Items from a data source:
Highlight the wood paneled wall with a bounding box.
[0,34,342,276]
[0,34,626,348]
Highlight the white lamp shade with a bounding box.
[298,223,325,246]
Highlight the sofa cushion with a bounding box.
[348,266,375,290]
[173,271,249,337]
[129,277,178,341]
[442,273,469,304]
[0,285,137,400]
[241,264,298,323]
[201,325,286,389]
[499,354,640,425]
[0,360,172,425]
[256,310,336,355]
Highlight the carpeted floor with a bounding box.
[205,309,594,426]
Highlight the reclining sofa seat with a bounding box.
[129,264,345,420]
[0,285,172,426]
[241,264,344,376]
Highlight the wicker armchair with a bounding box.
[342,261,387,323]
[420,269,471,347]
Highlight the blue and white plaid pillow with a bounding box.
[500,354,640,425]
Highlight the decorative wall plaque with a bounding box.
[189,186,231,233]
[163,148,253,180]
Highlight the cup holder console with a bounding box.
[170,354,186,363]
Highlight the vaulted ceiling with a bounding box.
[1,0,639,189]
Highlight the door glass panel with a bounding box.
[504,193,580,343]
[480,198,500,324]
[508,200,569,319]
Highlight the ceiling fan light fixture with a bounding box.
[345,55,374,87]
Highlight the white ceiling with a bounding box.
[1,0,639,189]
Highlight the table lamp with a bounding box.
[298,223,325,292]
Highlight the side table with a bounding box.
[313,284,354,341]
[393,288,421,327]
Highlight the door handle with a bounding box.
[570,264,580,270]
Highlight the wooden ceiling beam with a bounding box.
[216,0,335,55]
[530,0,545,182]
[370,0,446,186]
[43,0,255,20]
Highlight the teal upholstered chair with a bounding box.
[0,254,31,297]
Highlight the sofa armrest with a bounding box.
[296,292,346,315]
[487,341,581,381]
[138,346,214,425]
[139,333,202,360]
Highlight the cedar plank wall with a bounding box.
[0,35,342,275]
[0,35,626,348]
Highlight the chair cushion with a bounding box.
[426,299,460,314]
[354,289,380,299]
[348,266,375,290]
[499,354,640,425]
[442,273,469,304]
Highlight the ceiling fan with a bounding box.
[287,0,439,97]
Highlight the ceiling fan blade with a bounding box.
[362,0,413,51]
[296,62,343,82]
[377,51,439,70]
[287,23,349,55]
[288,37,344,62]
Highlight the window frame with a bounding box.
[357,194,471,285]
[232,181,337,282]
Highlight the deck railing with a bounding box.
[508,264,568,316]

→ Assigned task: The answer must be the line containing "Highlight the window" and every line after it to the end of the data, each set down exactly.

→ Answer below:
Highlight the window frame with a bounding box.
[357,194,471,285]
[232,181,337,282]
Highlight the deck railing with a bounding box.
[508,264,568,316]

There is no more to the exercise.